True RMS compute in FPGA.

When we are designing an acquisition system, sometimes process the signal is not enough, there are many cases where the project requires that the value of a measurement must be shown in a user interface. This is very easy when we are working with DC signals, since we can send to the display the value of each reading made by the ADC, and, depending of the level of noise, the measure can be valid, but the thing is very different if we have a noisy signal, or an AC signal. In this cases, send the acquired value of the ADC is quite unuseful, because the value of the reading will be erratic. Also, notice that the sampling frequency of the visualization systems could be low, so we will have some undesirable effects in the visualization like aliasing. The solution for DC noisy signals is simply to filter the signal in order to obtain the mean of the signal. In case of the AC measurements the thing changes. Obtain the mean value of an AC signal will return a value of zero, so we will loss all the information of the signal. For these cases, we have other measurement that we can use to obtain the level of the signal, the root mean square (RMS).

RMS value, as we can read, is the square root of the mean of the square values. The fact that square the values of the samples will allow us to obtain a measurement of AC signals, since the signal is “rectified”. If we perform this steps, we say that we are calculating the true RMS.

$$ RMS=\sqrt{\frac{\sum_{n=0}^{N-1}{x_n^2}}{N}}$$

The RMS value in AC signals also has the advantage that we can work with periodic AC signals as they are DC signals to obtain some measurements, for example, to obtain the dissipated power in a resistor that we apply an AC signal, we can apply the ohm’s law using the RMS of the voltage. For inductors and capacitors it is a bit different since we have to work with complex numbers.

$$I_{RMS}=\frac{V_{RMS}}{R}$$

The RMS is widely used in audio and also in grid connected devices, since the grid voltage of our houses is AC, so the values of voltage and current are given in RMS, that is used to obtain a power of a certain devices.

### WRITTEN INSTRUCTION A
Retype the page on computing true RMS in an FPGA word for word, from its title to its last line.

### EXCERPTED RECORDS
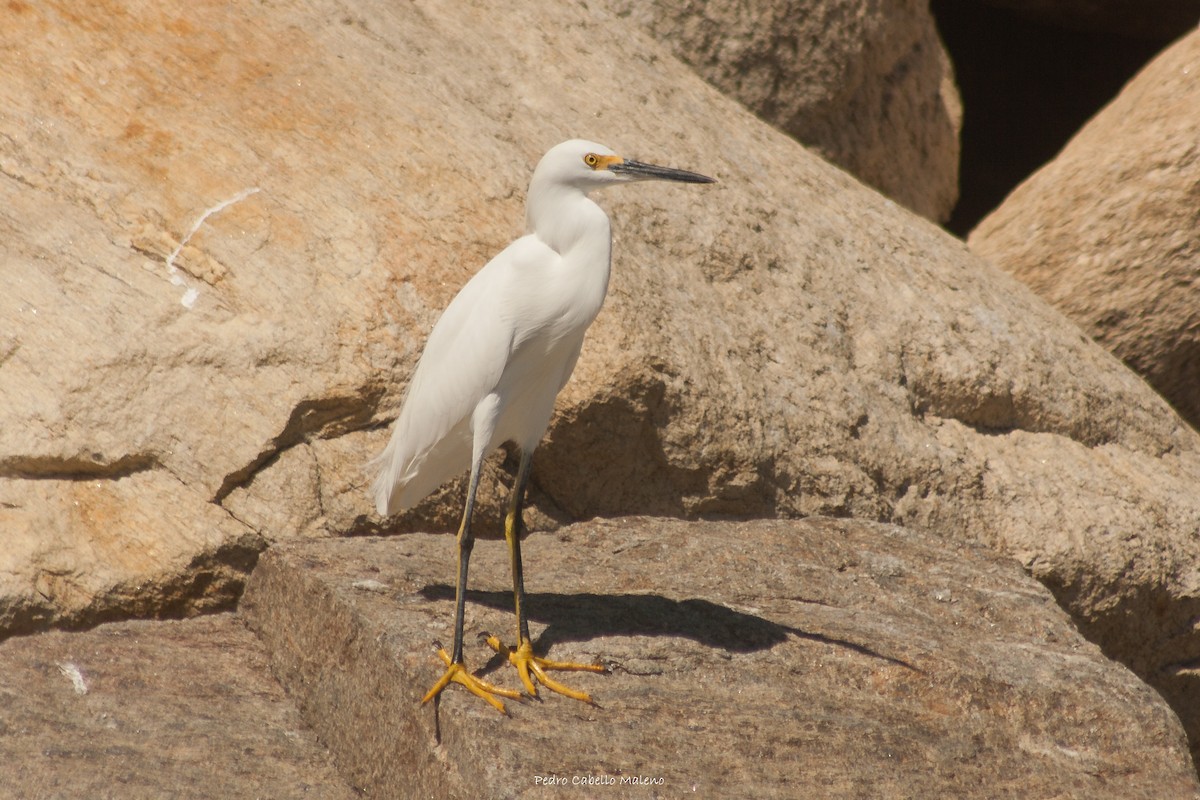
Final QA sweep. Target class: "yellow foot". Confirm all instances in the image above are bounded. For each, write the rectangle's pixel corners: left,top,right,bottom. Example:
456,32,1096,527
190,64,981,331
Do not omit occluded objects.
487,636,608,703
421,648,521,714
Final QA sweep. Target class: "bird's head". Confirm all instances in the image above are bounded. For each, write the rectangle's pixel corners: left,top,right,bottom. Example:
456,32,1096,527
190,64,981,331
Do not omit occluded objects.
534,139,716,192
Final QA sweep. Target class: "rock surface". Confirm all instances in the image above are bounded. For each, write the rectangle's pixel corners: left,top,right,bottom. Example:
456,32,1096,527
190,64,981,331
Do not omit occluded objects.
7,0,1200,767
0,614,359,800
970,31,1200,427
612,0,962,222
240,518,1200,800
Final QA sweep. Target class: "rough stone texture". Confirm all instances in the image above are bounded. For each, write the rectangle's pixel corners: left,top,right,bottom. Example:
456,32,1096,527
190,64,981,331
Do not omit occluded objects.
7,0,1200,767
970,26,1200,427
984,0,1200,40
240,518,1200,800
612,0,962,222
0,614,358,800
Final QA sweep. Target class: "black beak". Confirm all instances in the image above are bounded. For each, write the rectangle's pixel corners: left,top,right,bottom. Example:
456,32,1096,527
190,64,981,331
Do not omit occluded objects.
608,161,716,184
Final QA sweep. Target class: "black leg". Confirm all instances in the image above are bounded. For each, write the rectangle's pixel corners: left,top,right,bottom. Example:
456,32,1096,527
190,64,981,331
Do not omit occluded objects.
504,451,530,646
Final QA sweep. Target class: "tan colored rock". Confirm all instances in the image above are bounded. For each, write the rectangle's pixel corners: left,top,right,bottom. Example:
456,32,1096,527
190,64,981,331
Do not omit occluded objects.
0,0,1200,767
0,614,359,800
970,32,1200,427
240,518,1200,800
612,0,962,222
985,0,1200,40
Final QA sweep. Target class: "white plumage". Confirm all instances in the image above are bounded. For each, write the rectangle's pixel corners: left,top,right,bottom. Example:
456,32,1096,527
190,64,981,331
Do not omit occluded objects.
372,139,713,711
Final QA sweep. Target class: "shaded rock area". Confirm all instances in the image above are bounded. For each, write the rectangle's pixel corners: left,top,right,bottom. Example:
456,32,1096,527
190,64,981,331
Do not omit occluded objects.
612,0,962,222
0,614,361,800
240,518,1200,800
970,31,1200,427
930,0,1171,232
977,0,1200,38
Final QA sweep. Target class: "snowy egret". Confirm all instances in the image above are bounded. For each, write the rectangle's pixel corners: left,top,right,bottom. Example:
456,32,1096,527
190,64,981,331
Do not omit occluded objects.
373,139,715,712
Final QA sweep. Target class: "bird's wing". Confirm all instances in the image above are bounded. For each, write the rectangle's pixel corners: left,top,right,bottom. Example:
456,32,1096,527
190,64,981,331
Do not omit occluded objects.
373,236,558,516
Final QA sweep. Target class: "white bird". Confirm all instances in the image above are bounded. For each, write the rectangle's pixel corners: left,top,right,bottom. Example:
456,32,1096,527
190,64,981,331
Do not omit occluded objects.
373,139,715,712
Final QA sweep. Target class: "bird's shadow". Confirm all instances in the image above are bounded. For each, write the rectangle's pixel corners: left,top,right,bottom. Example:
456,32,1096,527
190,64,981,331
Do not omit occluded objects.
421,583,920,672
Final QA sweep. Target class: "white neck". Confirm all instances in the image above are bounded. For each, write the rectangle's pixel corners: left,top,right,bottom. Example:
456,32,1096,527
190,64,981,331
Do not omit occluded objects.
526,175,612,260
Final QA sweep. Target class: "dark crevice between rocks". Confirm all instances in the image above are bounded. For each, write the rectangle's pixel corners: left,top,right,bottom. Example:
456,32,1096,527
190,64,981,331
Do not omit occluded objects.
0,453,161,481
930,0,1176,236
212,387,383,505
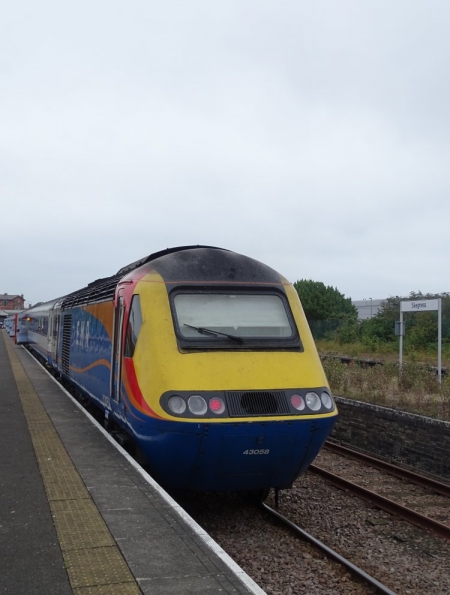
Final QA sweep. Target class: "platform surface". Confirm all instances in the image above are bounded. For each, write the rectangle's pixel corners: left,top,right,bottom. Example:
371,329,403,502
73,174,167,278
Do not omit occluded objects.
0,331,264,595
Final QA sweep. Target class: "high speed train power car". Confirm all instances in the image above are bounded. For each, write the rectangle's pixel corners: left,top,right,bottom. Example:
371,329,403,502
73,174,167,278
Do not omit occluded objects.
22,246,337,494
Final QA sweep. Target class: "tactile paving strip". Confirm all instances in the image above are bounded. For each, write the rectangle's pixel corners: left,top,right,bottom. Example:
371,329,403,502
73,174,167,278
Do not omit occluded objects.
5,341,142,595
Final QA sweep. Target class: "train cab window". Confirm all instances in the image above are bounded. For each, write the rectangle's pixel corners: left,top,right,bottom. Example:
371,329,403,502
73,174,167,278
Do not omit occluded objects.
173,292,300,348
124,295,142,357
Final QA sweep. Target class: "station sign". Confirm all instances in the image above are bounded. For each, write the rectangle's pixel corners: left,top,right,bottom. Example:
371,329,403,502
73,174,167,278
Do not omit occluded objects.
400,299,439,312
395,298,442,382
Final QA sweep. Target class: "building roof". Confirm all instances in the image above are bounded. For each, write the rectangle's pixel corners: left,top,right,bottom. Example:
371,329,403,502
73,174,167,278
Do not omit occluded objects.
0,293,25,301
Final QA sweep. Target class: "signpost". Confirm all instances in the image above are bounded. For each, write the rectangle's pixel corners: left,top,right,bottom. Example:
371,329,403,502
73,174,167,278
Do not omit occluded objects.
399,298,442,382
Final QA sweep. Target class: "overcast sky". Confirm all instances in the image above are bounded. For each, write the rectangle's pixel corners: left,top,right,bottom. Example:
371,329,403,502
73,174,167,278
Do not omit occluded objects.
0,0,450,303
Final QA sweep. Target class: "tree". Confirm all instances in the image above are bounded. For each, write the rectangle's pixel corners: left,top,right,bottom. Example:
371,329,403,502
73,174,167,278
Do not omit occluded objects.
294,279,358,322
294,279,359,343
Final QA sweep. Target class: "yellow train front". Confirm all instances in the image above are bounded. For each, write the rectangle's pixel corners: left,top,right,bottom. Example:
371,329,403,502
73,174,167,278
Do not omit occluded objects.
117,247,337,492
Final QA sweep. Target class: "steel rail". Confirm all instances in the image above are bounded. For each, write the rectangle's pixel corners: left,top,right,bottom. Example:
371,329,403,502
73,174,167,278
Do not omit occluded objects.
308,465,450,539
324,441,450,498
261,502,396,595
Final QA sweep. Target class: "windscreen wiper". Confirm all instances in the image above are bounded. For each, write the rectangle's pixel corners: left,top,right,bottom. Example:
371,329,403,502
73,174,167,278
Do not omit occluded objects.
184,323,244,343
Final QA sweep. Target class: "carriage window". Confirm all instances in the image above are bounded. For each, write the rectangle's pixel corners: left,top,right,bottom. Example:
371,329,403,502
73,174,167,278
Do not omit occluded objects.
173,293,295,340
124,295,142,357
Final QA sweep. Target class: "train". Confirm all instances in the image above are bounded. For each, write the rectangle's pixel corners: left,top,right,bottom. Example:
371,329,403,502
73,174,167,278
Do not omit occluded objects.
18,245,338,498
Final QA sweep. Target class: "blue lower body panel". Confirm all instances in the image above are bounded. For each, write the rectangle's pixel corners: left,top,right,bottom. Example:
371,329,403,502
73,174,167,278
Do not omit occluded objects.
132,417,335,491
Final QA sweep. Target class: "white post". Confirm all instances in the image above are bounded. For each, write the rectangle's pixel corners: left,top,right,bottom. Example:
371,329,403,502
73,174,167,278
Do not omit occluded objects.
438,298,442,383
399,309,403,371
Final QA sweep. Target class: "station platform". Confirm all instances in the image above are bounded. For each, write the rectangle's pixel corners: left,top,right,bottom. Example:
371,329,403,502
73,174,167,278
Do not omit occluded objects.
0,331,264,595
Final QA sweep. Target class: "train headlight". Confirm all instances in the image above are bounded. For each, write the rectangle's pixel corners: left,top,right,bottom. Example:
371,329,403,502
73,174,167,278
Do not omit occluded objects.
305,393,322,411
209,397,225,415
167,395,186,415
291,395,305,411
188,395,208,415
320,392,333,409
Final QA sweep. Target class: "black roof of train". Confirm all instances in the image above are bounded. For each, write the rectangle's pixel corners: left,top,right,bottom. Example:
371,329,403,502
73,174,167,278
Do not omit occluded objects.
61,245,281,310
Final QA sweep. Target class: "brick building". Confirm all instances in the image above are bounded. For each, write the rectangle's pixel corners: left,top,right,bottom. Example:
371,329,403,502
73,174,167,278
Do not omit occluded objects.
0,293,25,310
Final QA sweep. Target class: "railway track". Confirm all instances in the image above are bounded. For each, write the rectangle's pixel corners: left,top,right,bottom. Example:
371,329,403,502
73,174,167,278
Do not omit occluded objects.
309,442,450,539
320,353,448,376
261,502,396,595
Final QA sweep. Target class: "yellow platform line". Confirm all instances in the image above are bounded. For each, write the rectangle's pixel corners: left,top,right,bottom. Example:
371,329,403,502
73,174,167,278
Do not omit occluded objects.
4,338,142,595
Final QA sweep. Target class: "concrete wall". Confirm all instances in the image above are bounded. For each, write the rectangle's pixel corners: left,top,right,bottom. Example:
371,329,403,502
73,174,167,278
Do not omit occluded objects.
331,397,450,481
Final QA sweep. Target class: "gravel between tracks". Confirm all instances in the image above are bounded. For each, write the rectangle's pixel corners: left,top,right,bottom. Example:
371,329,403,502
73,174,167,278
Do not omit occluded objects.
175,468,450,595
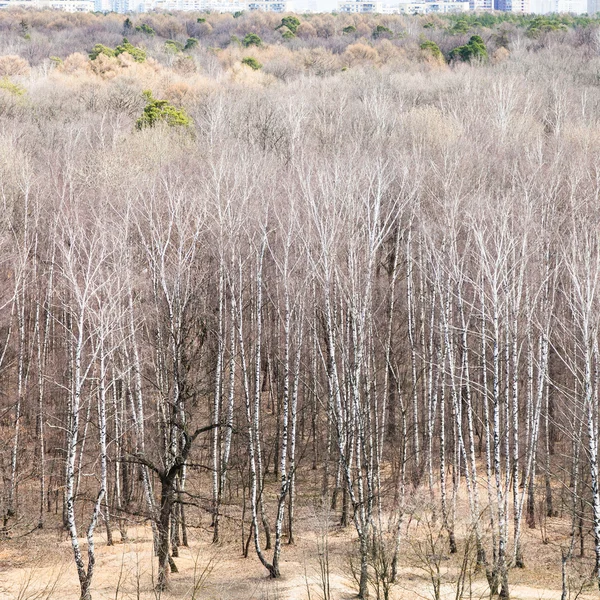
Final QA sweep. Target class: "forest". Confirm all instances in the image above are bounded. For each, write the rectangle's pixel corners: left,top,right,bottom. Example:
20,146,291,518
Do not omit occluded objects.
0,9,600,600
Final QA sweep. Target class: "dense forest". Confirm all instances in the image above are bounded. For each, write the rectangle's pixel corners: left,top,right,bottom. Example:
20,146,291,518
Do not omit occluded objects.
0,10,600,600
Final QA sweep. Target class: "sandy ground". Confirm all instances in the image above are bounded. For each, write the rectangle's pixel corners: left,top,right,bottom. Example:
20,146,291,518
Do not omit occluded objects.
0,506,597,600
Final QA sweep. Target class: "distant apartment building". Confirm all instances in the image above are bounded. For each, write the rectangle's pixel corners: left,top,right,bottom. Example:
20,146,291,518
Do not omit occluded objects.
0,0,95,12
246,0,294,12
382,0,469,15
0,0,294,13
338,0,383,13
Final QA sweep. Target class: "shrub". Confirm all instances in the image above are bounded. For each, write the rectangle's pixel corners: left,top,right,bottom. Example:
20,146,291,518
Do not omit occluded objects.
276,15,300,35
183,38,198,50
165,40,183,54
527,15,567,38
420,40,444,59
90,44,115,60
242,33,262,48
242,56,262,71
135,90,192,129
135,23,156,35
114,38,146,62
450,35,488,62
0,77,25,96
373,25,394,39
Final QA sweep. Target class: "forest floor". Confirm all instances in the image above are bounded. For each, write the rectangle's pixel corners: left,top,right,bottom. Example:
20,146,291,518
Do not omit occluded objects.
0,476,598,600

### WRITTEN INSTRUCTION B
Begin at the first line of the entries and stop after the line containing "421,648,521,714", reproducing every line in that span, requests included, but leave out the pictures. Raise each pixel coordinate in the answers by 63, and keep the sample coordinates in the requests unchanged.

### FULL ANSWER A
True RMS compute in FPGA.

When we are designing an acquisition system, sometimes process the signal is not enough, there are many cases where the project requires that the value of a measurement must be shown in a user interface. This is very easy when we are working with DC signals, since we can send to the display the value of each reading made by the ADC, and, depending of the level of noise, the measure can be valid, but the thing is very different if we have a noisy signal, or an AC signal. In this cases, send the acquired value of the ADC is quite unuseful, because the value of the reading will be erratic. Also, notice that the sampling frequency of the visualization systems could be low, so we will have some undesirable effects in the visualization like aliasing. The solution for DC noisy signals is simply to filter the signal in order to obtain the mean of the signal. In case of the AC measurements the thing changes. Obtain the mean value of an AC signal will return a value of zero, so we will loss all the information of the signal. For these cases, we have other measurement that we can use to obtain the level of the signal, the root mean square (RMS).

RMS value, as we can read, is the square root of the mean of the square values. The fact that square the values of the samples will allow us to obtain a measurement of AC signals, since the signal is “rectified”. If we perform this steps, we say that we are calculating the true RMS.

$$ RMS=\sqrt{\frac{\sum_{n=0}^{N-1}{x_n^2}}{N}}$$

The RMS value in AC signals also has the advantage that we can work with periodic AC signals as they are DC signals to obtain some measurements, for example, to obtain the dissipated power in a resistor that we apply an AC signal, we can apply the ohm’s law using the RMS of the voltage. For inductors and capacitors it is a bit different since we have to work with complex numbers.

$$I_{RMS}=\frac{V_{RMS}}{R}$$

The RMS is widely used in audio and also in grid connected devices, since the grid voltage of our houses is AC, so the values of voltage and current are given in RMS, that is used to obtain a power of a certain devices.

### FULL ANSWER B
Final QA sweep. Target class: "yellow foot". Confirm all instances in the image above are bounded. For each, write the rectangle's pixel corners: left,top,right,bottom. Example:
456,32,1096,527
190,64,981,331
Do not omit occluded objects.
550,699,671,766
484,711,584,777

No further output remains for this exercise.